+++ Provided records +++
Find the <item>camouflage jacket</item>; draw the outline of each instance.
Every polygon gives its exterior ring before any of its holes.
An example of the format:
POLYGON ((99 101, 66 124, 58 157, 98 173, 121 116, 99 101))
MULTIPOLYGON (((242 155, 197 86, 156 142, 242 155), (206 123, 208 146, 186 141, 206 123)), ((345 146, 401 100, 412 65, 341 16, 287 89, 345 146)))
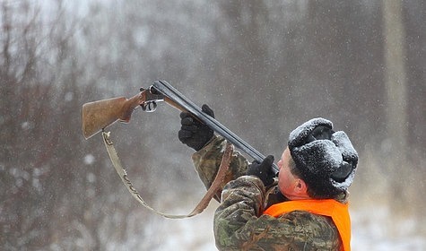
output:
MULTIPOLYGON (((196 169, 207 188, 217 172, 224 144, 222 137, 214 136, 193 155, 196 169)), ((248 160, 234 151, 222 184, 221 205, 214 213, 218 249, 339 250, 339 233, 329 217, 303 211, 278 218, 263 215, 267 204, 276 203, 274 187, 266 192, 259 178, 245 176, 248 166, 248 160)), ((219 199, 220 195, 216 195, 219 199)))

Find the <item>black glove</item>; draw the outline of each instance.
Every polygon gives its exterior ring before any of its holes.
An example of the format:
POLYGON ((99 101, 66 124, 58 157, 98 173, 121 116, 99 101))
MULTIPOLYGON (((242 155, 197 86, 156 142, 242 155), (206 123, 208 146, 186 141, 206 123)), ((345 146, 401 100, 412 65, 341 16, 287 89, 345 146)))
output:
MULTIPOLYGON (((207 105, 203 105, 201 109, 208 116, 214 117, 214 113, 207 105)), ((180 124, 178 132, 179 141, 186 145, 199 151, 213 137, 213 130, 207 125, 195 119, 189 113, 180 113, 180 124)))
POLYGON ((247 175, 256 176, 265 184, 265 186, 271 186, 274 183, 274 174, 272 164, 274 163, 274 156, 268 155, 262 163, 254 160, 247 169, 247 175))

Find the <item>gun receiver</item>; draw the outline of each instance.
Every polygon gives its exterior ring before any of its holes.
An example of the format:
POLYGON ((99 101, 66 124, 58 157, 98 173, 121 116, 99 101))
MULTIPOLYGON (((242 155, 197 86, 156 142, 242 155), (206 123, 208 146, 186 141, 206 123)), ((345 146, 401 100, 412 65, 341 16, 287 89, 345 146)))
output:
MULTIPOLYGON (((265 155, 230 131, 219 121, 206 115, 199 107, 185 98, 165 81, 155 81, 149 89, 141 88, 141 92, 129 100, 120 97, 84 104, 82 110, 83 135, 88 139, 116 121, 128 123, 132 112, 137 107, 141 106, 144 111, 153 111, 159 101, 165 101, 180 111, 191 113, 194 117, 209 126, 213 131, 254 160, 262 161, 265 159, 265 155)), ((273 164, 273 169, 277 174, 278 167, 273 164)))

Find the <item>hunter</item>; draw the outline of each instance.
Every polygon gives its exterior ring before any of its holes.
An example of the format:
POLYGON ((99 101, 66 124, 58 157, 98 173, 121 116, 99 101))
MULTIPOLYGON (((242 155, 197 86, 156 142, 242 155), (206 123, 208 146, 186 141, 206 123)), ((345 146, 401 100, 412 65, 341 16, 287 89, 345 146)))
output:
MULTIPOLYGON (((202 110, 214 117, 203 105, 202 110)), ((180 114, 179 140, 196 151, 195 168, 208 188, 226 140, 190 114, 180 114)), ((262 162, 234 151, 215 199, 213 231, 220 250, 349 251, 348 188, 358 153, 343 131, 318 117, 293 130, 273 171, 274 156, 262 162)))

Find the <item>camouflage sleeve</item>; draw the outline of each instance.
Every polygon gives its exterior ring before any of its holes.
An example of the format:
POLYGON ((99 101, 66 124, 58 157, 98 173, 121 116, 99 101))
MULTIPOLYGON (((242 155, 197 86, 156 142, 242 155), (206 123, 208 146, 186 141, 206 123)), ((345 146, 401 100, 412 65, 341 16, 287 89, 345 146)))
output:
POLYGON ((279 218, 262 215, 265 199, 257 177, 243 176, 225 186, 214 214, 219 250, 339 250, 330 218, 302 211, 279 218))
MULTIPOLYGON (((213 138, 200 151, 193 154, 192 160, 201 181, 208 189, 216 177, 221 165, 226 140, 222 136, 214 135, 213 138)), ((248 161, 239 151, 234 151, 230 163, 230 169, 222 186, 223 187, 230 180, 245 175, 248 161)), ((215 199, 220 201, 222 189, 218 191, 215 199)))

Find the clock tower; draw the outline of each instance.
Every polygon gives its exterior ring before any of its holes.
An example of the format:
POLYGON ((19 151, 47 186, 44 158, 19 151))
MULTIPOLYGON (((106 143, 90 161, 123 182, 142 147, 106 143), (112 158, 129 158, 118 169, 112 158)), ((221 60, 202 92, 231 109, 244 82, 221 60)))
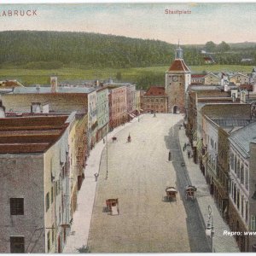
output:
POLYGON ((175 60, 166 72, 166 92, 168 96, 168 113, 185 113, 186 91, 191 84, 191 72, 183 57, 179 44, 175 49, 175 60))

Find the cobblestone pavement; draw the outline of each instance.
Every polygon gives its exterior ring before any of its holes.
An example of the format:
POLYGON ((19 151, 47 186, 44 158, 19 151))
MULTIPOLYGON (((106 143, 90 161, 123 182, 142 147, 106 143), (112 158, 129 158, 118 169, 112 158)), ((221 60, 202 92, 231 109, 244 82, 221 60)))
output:
POLYGON ((118 142, 108 143, 108 179, 104 149, 88 239, 91 253, 190 252, 189 219, 180 193, 176 201, 162 200, 166 186, 177 185, 166 138, 182 119, 144 115, 120 131, 118 142), (105 212, 108 198, 119 198, 119 215, 105 212))
MULTIPOLYGON (((189 140, 185 135, 185 130, 177 130, 178 139, 181 148, 189 140)), ((207 224, 208 220, 208 205, 211 205, 214 218, 215 235, 213 236, 213 249, 216 253, 239 253, 239 248, 233 236, 224 236, 224 230, 230 231, 228 224, 224 221, 215 205, 212 196, 210 195, 208 185, 202 175, 199 166, 195 164, 192 158, 189 159, 187 152, 183 152, 183 160, 188 171, 188 177, 191 183, 197 187, 196 203, 200 207, 200 216, 207 224)))
MULTIPOLYGON (((115 136, 122 129, 132 125, 137 119, 131 122, 125 124, 124 126, 119 126, 113 131, 109 132, 108 140, 115 136)), ((78 208, 73 215, 73 223, 68 234, 67 244, 63 249, 65 253, 78 253, 78 248, 82 248, 87 245, 90 224, 91 220, 92 208, 96 188, 95 173, 99 172, 100 161, 102 149, 106 144, 102 140, 90 151, 86 169, 84 171, 85 178, 83 182, 81 189, 78 195, 78 208)))

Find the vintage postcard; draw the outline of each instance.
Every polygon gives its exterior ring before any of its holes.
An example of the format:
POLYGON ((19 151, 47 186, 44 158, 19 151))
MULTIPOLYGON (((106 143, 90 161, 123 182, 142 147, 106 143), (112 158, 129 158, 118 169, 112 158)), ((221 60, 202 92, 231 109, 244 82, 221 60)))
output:
POLYGON ((256 252, 256 3, 0 4, 0 253, 256 252))

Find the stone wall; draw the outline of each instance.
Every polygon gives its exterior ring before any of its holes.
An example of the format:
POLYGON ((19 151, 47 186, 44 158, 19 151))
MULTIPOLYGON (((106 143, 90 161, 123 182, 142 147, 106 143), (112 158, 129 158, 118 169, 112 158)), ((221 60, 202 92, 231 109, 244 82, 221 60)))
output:
POLYGON ((26 253, 44 253, 43 154, 0 154, 0 253, 24 236, 26 253), (10 215, 10 198, 24 198, 24 215, 10 215))

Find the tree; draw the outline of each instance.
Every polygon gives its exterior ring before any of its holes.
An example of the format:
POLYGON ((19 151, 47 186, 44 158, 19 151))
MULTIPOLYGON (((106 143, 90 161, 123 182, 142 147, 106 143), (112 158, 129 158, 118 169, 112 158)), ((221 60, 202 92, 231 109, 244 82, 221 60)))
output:
POLYGON ((116 73, 115 78, 118 79, 118 81, 120 81, 120 80, 122 79, 122 73, 119 71, 119 72, 116 73))
POLYGON ((222 41, 217 47, 218 52, 225 52, 230 49, 230 46, 225 43, 224 41, 222 41))
POLYGON ((205 49, 208 52, 214 52, 216 50, 216 44, 212 41, 209 41, 206 44, 205 49))

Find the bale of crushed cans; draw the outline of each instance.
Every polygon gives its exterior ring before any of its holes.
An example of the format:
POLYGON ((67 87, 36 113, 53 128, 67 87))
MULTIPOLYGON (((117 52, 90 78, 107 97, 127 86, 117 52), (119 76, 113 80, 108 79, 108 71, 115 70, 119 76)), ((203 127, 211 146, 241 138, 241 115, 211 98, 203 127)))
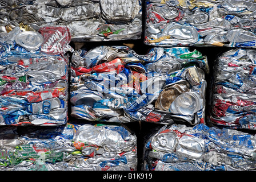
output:
POLYGON ((71 116, 127 123, 204 123, 206 57, 189 48, 154 47, 138 55, 126 46, 75 51, 71 116))
POLYGON ((122 125, 66 123, 0 129, 0 170, 131 171, 136 136, 122 125))
POLYGON ((3 30, 19 25, 36 31, 66 26, 76 42, 141 38, 141 0, 4 0, 0 6, 3 30))
POLYGON ((146 0, 146 44, 256 47, 254 1, 146 0))
POLYGON ((173 124, 146 138, 142 170, 243 171, 256 169, 256 138, 235 130, 173 124))
POLYGON ((0 125, 67 122, 70 38, 66 27, 0 34, 0 125))
POLYGON ((256 51, 237 48, 215 61, 210 123, 230 129, 256 130, 256 51))

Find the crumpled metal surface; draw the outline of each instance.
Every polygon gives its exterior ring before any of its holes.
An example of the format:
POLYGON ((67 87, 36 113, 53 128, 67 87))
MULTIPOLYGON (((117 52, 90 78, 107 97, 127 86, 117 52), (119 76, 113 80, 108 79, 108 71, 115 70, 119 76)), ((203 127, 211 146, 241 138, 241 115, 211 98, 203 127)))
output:
POLYGON ((142 34, 140 0, 3 1, 1 30, 29 26, 38 31, 49 26, 67 27, 72 40, 139 39, 142 34))
POLYGON ((137 138, 123 126, 19 127, 1 129, 0 170, 137 169, 137 138))
POLYGON ((65 27, 1 34, 0 125, 67 122, 70 42, 65 27))
POLYGON ((256 46, 253 1, 147 0, 145 43, 256 46))
POLYGON ((231 129, 256 130, 256 52, 237 48, 215 61, 210 123, 231 129))
POLYGON ((88 121, 204 123, 206 56, 189 48, 126 46, 75 51, 71 116, 88 121))
POLYGON ((256 138, 235 130, 173 124, 149 134, 143 171, 244 171, 256 168, 256 138))

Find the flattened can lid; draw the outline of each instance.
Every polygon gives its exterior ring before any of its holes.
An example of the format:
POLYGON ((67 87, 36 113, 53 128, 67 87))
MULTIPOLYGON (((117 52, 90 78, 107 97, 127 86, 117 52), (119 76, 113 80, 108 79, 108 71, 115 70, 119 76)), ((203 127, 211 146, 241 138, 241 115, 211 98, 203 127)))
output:
POLYGON ((18 45, 31 51, 39 48, 43 42, 43 37, 38 32, 27 31, 18 34, 14 40, 18 45))
POLYGON ((185 92, 171 103, 169 111, 174 114, 191 115, 203 107, 203 99, 196 92, 185 92))
POLYGON ((154 136, 151 144, 154 150, 171 153, 175 150, 178 142, 179 139, 176 133, 170 131, 154 136))

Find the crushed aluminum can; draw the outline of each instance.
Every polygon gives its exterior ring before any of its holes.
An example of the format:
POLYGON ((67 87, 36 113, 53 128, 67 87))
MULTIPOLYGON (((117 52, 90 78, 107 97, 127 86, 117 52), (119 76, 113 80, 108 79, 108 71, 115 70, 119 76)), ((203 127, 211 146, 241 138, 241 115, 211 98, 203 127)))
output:
POLYGON ((75 51, 71 69, 71 116, 75 119, 205 122, 209 69, 197 50, 154 47, 141 55, 127 46, 99 46, 75 51))
POLYGON ((1 125, 65 124, 69 96, 67 53, 73 51, 69 45, 70 40, 65 36, 69 30, 45 27, 39 32, 22 28, 15 27, 0 42, 9 48, 0 53, 1 125), (57 31, 63 34, 57 36, 57 31), (48 43, 50 48, 43 50, 48 43), (55 52, 57 49, 60 51, 55 52))
POLYGON ((210 98, 210 123, 255 130, 256 80, 253 49, 237 48, 215 61, 210 98))
POLYGON ((193 127, 173 124, 152 131, 145 139, 142 171, 247 171, 256 167, 253 134, 203 123, 193 127))
POLYGON ((42 44, 42 35, 36 32, 21 32, 15 37, 15 42, 28 51, 37 49, 42 44))
POLYGON ((146 44, 256 46, 254 2, 148 0, 146 2, 146 44))
POLYGON ((0 130, 1 171, 137 169, 137 137, 122 125, 67 123, 0 130))
MULTIPOLYGON (((138 40, 142 32, 142 1, 21 1, 1 6, 3 32, 20 24, 38 31, 67 27, 74 42, 138 40), (14 8, 15 7, 15 8, 14 8)), ((2 28, 2 27, 1 27, 2 28)))

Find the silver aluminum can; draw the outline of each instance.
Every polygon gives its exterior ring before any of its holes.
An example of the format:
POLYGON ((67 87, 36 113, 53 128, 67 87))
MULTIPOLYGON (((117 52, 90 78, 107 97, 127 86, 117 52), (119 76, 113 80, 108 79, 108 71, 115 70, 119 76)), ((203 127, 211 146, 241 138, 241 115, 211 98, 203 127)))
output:
POLYGON ((28 51, 38 49, 44 40, 42 35, 33 31, 21 32, 15 36, 15 42, 28 51))
POLYGON ((165 152, 173 152, 178 143, 178 138, 175 132, 169 131, 157 134, 152 138, 153 149, 165 152))
POLYGON ((191 115, 203 108, 203 98, 199 93, 186 92, 175 98, 169 110, 173 114, 191 115))

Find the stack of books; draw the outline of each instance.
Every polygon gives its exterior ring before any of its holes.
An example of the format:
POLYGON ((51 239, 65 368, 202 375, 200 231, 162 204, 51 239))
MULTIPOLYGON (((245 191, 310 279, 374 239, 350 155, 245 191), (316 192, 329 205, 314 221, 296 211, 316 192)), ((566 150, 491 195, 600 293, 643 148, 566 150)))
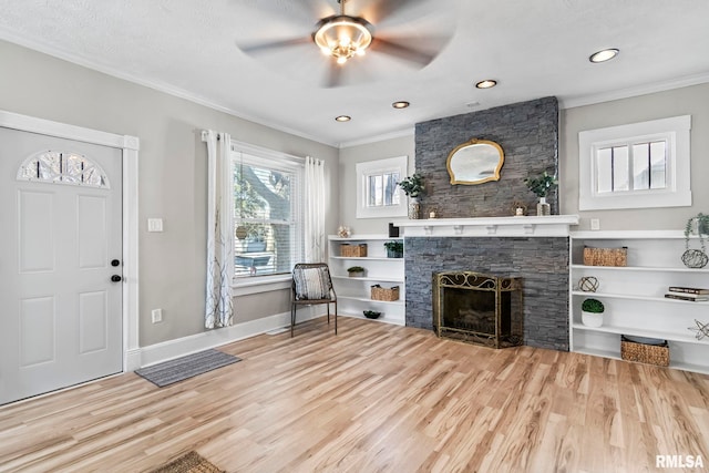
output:
POLYGON ((668 299, 692 300, 695 302, 709 300, 709 289, 699 287, 670 286, 665 295, 668 299))

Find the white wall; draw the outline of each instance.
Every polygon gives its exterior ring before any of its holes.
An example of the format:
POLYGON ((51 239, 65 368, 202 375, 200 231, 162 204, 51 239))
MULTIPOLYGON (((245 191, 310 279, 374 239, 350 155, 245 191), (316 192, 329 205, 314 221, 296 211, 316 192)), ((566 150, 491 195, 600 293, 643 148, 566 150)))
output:
MULTIPOLYGON (((201 130, 325 160, 326 225, 329 233, 337 229, 337 148, 2 41, 0 63, 1 110, 141 140, 141 347, 204 331, 207 178, 201 130), (165 232, 148 234, 148 217, 162 217, 165 232), (150 320, 155 308, 164 310, 162 323, 150 320)), ((288 312, 288 291, 239 298, 235 307, 237 323, 288 312)))

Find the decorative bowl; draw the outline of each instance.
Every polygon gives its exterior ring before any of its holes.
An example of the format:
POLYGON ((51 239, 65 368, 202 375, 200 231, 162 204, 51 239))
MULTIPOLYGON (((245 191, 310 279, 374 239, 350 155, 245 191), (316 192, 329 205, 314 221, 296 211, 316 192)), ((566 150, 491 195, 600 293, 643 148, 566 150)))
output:
POLYGON ((362 313, 364 313, 364 317, 367 317, 368 319, 378 319, 379 316, 381 316, 381 312, 378 312, 376 310, 363 310, 362 313))

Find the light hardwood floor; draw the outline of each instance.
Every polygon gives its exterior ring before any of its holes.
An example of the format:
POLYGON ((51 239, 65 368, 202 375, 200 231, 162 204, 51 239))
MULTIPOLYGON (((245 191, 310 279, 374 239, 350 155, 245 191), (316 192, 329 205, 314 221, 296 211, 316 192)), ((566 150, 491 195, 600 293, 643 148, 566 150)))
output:
POLYGON ((138 472, 189 450, 228 472, 709 469, 707 376, 339 321, 222 347, 244 360, 167 388, 125 373, 0 408, 0 471, 138 472))

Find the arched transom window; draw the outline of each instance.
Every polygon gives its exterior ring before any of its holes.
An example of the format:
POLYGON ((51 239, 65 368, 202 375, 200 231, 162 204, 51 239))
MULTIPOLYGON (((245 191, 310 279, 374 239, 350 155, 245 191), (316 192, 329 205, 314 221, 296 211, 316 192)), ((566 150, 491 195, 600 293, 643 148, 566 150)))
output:
POLYGON ((111 187, 101 166, 86 156, 51 150, 39 152, 24 160, 18 171, 18 181, 111 187))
+++
Exercise requirements: Output the lines exactly as they appear, beginning with the line containing "Find the white" and ending with the line containing "MULTIPOLYGON (((201 130, 325", both included.

Finished task:
Find the white wall; draw the outline of each instance.
Every polygon gives its exterior ring before any of its holes.
An example of the format:
POLYGON ((51 239, 65 368, 202 375, 200 231, 162 204, 51 239))
MULTIPOLYGON (((245 191, 310 279, 374 239, 350 155, 245 191), (316 192, 329 205, 314 221, 296 211, 316 192)), ((566 150, 491 195, 600 293, 643 148, 566 150)))
output:
MULTIPOLYGON (((201 130, 325 160, 326 225, 329 233, 337 229, 337 148, 2 41, 0 63, 1 110, 141 140, 141 347, 204 331, 207 178, 201 130), (165 232, 148 234, 148 217, 162 217, 165 232), (150 320, 155 308, 164 310, 162 323, 150 320)), ((288 312, 288 291, 239 298, 235 307, 237 323, 288 312)))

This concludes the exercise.